◆ DOCUMENT PASSAGE ◆
Technical Specifications
• Hydraulic Power Unit: Fixed-displacement gear pump (22.5 cc/rev) driven by a 3-phase, 415 VAC induction motor; flow up to 30 L/min; maximum system pressure 100 bar.
• Instrumentation Accuracy: Turbine flow meters ±1% accuracy; pressure transducers ±0.5% FS; analog-to-digital sampling at 1 kHz for dynamic pressure profiling.
• Control Electronics: Rockwell/Siemens PLC with 16 ms program scan; industrial-grade VFD supporting torque-limit and closed-loop current control; 24 VDC safety I/O with cross-monitoring.
• Software Environment: Windows 10/11 compatible HMI, built on .NET 5 framework; SQL Server 2019 backend; OPC UA interface for SCADA integration.
• Physical Footprint & Utilities: 2 m × 1.5 m footprint; 2.5 m height; 500 kg total mass; power draw 5 kW peak; pneumatic supply option 6 bar at 50 LPM.

Operating Principle
At the heart of the rig lies a closed-loop hydraulic circuit. Upon receiving a shift command from the PLC, the VFD adjusts motor RPM to achieve the desired flow rate through the gear pump. Oil is directed through a proportional directional valve, which, under electrical control, positions the PST spool to forward, neutral, or reverse. As the spool moves, flow meters and pressure transducers capture time-stamped data, producing a modulation-curve profile that reflects spool displacement versus hydraulic pressure. The HMI software overlays these profiles on a reference “golden” curve, instantly flagging any deviations.
Advanced routines also vary oil temperature via an optional heat exchanger, evaluating performance under cold-start or elevated-temperature conditions.

Installation Requirements
• Electrical: Dedicated three-phase 415 VAC ±10%, 50 Hz supply; 20 A circuit breaker with earth-leakage protection.
• Pneumatic (Optional): 6 bar dry, filtered air at 50 LPM for pneumatic valve actuation and safety interlocks.
• Spatial Needs: 2 m (L) × 1.5 m (W) footprint; 2.5 m minimum ceiling clearance; 1 m clearance around the rig for service access.
• Environmental Conditions: Ambient 10–40 °C; humidity 20–80% non-condensing; dust-free indoor area preferred.
• Structural: Level, vibration-damped concrete floor rated for 600 kg; anchor bolt pattern included for securing the base frame.

◆ STORED RECORDS ◆

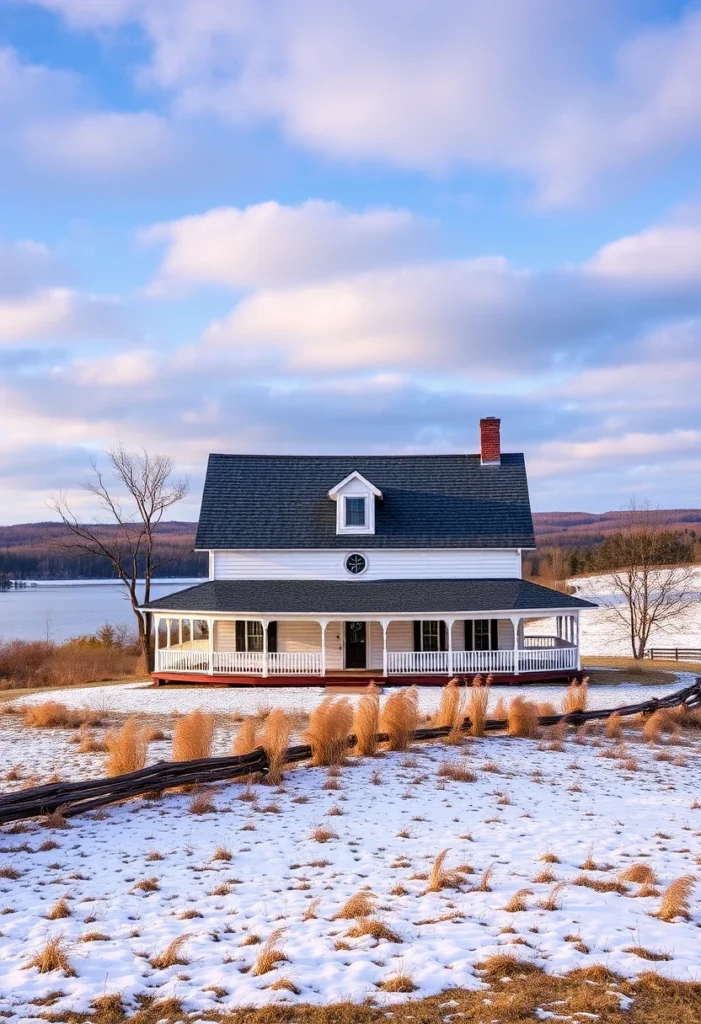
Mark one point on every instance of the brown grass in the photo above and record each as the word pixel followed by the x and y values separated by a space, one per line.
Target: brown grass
pixel 270 955
pixel 59 909
pixel 676 898
pixel 366 722
pixel 192 736
pixel 641 873
pixel 400 717
pixel 247 737
pixel 450 714
pixel 478 702
pixel 456 772
pixel 274 740
pixel 127 749
pixel 171 956
pixel 330 726
pixel 575 696
pixel 523 719
pixel 359 905
pixel 52 956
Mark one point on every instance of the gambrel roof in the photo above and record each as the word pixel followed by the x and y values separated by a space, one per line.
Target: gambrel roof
pixel 436 501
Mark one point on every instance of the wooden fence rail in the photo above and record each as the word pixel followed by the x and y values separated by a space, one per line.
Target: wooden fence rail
pixel 76 798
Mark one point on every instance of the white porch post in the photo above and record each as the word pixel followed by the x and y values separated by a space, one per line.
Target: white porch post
pixel 264 623
pixel 322 624
pixel 516 623
pixel 448 630
pixel 385 623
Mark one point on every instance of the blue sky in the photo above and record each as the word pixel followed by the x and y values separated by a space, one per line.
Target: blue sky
pixel 279 225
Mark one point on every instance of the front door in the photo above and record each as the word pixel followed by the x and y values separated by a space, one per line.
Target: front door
pixel 355 645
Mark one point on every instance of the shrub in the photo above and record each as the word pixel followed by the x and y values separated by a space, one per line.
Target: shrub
pixel 192 736
pixel 330 725
pixel 523 719
pixel 274 739
pixel 366 722
pixel 400 717
pixel 127 749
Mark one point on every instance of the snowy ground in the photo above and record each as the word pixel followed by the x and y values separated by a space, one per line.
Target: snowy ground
pixel 140 698
pixel 390 816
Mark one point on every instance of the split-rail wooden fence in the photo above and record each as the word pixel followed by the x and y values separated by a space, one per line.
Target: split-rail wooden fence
pixel 76 798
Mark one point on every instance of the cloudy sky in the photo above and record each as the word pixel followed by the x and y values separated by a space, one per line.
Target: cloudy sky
pixel 291 225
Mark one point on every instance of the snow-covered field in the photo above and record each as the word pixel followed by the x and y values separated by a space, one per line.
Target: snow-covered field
pixel 140 698
pixel 389 817
pixel 603 634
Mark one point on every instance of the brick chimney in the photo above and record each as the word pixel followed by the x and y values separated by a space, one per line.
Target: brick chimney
pixel 490 440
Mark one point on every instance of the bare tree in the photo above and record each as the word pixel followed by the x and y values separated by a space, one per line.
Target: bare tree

◆ DIRECTIONS ◆
1. What analog-to-digital sampling rate do the test rig specifications give for dynamic pressure profiling?
2. Echo the part of the test rig specifications between "Operating Principle" and "flagging any deviations.", inclusive.

◆ SET OF ANSWERS ◆
1. 1 kHz

2.
Operating Principle
At the heart of the rig lies a closed-loop hydraulic circuit. Upon receiving a shift command from the PLC, the VFD adjusts motor RPM to achieve the desired flow rate through the gear pump. Oil is directed through a proportional directional valve, which, under electrical control, positions the PST spool to forward, neutral, or reverse. As the spool moves, flow meters and pressure transducers capture time-stamped data, producing a modulation-curve profile that reflects spool displacement versus hydraulic pressure. The HMI software overlays these profiles on a reference “golden” curve, instantly flagging any deviations.